Records from a data collection:
__________________________________________________

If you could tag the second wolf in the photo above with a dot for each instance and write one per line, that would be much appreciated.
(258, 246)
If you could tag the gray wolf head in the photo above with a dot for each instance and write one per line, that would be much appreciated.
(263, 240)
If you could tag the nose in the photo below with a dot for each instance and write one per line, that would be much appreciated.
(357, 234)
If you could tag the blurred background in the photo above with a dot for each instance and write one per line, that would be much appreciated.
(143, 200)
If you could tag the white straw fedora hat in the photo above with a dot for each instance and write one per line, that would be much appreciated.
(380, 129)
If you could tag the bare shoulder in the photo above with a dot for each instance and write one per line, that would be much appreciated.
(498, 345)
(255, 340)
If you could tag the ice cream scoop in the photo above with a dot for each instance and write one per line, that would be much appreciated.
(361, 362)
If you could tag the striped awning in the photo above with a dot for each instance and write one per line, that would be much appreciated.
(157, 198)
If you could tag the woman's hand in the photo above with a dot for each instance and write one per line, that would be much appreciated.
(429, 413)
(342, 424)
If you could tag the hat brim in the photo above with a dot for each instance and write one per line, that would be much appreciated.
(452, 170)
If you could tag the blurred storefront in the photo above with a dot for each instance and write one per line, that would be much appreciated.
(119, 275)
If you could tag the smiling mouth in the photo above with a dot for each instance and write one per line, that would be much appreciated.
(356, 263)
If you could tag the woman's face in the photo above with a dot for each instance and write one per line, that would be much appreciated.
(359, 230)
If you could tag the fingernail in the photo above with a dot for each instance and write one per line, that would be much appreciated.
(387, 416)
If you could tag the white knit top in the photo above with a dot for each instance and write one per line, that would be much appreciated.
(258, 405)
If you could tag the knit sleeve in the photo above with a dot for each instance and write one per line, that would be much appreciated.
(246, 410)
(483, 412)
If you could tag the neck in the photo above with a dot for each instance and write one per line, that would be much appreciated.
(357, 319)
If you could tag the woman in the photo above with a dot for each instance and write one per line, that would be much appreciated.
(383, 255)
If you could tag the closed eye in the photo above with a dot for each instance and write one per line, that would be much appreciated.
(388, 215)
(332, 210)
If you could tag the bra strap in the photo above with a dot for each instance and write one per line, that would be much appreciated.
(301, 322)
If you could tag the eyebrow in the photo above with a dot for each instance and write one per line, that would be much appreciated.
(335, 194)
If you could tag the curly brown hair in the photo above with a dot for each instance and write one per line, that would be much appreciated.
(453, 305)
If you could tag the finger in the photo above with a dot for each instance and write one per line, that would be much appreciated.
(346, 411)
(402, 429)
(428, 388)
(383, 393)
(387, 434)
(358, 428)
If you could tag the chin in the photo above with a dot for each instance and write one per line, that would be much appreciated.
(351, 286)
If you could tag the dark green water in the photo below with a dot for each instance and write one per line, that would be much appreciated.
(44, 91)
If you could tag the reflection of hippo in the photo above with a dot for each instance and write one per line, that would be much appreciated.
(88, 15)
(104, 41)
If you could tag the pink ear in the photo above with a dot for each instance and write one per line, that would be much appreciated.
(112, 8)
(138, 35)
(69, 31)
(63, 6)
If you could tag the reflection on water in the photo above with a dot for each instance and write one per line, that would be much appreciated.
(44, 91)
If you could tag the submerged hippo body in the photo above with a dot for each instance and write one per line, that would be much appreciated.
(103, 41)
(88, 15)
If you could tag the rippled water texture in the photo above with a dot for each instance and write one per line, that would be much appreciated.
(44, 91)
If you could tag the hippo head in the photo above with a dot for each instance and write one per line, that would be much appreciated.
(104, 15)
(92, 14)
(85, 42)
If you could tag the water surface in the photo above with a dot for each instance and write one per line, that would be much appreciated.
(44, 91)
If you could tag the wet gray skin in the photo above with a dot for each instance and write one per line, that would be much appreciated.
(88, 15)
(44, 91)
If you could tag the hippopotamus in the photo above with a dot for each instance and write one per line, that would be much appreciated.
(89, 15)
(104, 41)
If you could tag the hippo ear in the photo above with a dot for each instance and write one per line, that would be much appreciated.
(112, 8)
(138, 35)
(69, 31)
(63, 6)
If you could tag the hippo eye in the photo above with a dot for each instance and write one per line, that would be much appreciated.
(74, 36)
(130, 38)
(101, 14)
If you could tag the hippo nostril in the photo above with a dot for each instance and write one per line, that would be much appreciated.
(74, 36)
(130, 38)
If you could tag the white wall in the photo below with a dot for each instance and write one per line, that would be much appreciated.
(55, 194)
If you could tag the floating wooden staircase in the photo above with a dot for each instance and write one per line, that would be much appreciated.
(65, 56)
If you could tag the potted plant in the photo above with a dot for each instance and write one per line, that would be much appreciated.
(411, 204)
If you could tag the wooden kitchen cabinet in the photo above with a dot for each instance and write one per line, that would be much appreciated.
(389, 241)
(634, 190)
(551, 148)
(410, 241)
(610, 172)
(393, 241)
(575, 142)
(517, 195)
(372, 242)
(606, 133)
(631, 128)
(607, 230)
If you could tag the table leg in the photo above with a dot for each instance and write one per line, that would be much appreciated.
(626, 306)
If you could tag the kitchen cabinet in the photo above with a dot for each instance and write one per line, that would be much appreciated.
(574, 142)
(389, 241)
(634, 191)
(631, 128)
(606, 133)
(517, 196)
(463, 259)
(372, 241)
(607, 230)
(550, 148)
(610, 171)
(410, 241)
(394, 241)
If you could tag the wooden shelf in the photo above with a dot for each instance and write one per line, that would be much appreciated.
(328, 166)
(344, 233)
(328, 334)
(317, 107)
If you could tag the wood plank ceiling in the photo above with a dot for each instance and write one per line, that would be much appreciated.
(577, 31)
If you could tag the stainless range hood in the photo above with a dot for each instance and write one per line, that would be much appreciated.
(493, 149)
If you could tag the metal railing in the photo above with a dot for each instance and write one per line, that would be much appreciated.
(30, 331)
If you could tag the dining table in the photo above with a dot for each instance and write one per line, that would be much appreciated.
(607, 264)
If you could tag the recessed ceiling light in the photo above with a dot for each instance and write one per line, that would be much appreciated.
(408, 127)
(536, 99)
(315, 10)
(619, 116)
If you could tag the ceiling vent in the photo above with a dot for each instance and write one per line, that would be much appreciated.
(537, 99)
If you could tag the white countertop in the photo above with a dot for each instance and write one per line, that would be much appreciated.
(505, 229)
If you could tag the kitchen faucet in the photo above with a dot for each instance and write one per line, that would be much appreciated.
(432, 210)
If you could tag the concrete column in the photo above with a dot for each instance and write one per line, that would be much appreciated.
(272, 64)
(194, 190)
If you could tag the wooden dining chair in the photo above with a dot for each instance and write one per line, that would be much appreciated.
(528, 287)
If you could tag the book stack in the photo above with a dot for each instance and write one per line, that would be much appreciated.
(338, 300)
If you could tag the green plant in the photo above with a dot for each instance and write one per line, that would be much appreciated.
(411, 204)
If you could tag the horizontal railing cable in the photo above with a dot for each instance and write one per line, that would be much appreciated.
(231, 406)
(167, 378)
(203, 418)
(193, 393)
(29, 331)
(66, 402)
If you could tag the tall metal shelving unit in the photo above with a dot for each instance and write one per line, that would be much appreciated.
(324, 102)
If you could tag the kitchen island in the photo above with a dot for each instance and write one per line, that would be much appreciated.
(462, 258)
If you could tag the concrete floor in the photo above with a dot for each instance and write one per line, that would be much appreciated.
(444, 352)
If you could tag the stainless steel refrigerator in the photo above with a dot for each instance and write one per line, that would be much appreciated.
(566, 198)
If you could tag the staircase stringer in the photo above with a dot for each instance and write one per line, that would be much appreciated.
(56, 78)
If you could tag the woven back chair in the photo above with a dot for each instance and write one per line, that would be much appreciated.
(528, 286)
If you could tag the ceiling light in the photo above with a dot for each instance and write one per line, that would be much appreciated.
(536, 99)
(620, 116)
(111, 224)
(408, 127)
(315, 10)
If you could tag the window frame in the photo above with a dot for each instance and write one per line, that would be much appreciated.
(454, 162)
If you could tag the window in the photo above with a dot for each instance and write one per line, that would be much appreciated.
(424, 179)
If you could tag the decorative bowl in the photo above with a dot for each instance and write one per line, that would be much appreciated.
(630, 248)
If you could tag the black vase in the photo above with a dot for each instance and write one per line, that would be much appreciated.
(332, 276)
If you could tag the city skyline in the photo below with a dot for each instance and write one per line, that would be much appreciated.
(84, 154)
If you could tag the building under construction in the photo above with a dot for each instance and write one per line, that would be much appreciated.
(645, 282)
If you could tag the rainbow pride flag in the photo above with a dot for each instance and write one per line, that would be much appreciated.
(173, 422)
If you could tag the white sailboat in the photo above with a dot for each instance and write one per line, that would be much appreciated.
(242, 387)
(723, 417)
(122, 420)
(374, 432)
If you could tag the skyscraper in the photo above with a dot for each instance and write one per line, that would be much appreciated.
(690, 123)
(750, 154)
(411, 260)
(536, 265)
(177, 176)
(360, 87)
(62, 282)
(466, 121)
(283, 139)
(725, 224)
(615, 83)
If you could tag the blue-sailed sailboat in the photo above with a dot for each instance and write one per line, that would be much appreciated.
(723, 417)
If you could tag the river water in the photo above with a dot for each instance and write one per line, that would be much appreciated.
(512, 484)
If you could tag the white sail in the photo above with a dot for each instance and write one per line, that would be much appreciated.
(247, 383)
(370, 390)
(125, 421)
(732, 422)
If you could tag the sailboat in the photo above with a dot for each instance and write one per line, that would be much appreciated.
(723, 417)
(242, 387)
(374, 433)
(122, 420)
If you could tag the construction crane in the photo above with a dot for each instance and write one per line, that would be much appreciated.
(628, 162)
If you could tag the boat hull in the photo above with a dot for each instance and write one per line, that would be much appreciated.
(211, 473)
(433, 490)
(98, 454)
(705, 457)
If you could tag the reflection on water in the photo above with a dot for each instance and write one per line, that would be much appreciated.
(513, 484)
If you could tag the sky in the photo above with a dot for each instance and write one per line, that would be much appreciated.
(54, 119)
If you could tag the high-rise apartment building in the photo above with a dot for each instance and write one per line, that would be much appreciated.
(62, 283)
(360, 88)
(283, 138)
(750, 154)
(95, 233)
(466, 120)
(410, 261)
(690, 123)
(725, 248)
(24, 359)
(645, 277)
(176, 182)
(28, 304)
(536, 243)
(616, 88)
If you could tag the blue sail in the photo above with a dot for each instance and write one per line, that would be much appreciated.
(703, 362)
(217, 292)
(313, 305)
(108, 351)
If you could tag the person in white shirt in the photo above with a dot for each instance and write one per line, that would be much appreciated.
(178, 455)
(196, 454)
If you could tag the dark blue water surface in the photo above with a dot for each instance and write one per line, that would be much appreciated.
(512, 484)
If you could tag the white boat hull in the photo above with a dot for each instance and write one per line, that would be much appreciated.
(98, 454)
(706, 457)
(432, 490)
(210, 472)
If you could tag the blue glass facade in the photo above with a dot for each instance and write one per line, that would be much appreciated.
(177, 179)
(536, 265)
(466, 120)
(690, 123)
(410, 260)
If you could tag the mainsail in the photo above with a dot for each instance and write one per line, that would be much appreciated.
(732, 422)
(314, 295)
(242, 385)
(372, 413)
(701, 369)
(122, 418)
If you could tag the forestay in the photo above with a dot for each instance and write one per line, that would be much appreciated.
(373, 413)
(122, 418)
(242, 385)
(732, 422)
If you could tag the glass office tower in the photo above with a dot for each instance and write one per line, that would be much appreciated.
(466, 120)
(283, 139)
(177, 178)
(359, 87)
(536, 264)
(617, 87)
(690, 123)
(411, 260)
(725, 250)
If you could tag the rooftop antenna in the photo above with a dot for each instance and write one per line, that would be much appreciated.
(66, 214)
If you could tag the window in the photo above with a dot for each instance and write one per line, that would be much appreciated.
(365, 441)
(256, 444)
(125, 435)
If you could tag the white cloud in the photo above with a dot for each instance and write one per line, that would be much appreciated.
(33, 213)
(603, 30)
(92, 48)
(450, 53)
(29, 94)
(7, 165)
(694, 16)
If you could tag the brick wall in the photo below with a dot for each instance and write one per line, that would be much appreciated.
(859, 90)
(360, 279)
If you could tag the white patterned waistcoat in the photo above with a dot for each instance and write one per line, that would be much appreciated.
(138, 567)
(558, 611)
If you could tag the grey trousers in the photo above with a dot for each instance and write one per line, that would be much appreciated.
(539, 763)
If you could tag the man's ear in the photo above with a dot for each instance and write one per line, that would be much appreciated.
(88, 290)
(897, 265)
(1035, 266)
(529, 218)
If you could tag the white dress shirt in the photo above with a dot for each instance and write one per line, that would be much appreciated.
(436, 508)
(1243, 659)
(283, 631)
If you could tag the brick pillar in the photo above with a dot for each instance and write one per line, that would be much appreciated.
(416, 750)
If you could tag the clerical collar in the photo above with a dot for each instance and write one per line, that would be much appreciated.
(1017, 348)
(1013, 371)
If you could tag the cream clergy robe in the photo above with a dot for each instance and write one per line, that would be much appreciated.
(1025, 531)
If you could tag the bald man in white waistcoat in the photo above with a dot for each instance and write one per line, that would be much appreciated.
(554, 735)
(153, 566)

__________________________________________________

# REQUIRED ACTION:
Exactly as they appear above, write out the line containing "If you could tag the brick pillar" and each line that comes after it in the records.

# REPLY TO THE TASK:
If you could tag the brick pillar in the photo above with a dot for each instance and write one per line, that would be much appreciated.
(416, 750)
If you could tag the clerical collar in the photo above with a dot for each instance and write one per line, that would be much appreciated.
(1017, 348)
(1013, 371)
If you could tag the cream clergy robe in the photo above with a dot for each instance and write one per line, that would be much appreciated.
(1025, 531)
If you could tag the bald man in white waistcoat in the photo above with a dot for each instance and write one per line, that would be much appreciated.
(554, 735)
(153, 566)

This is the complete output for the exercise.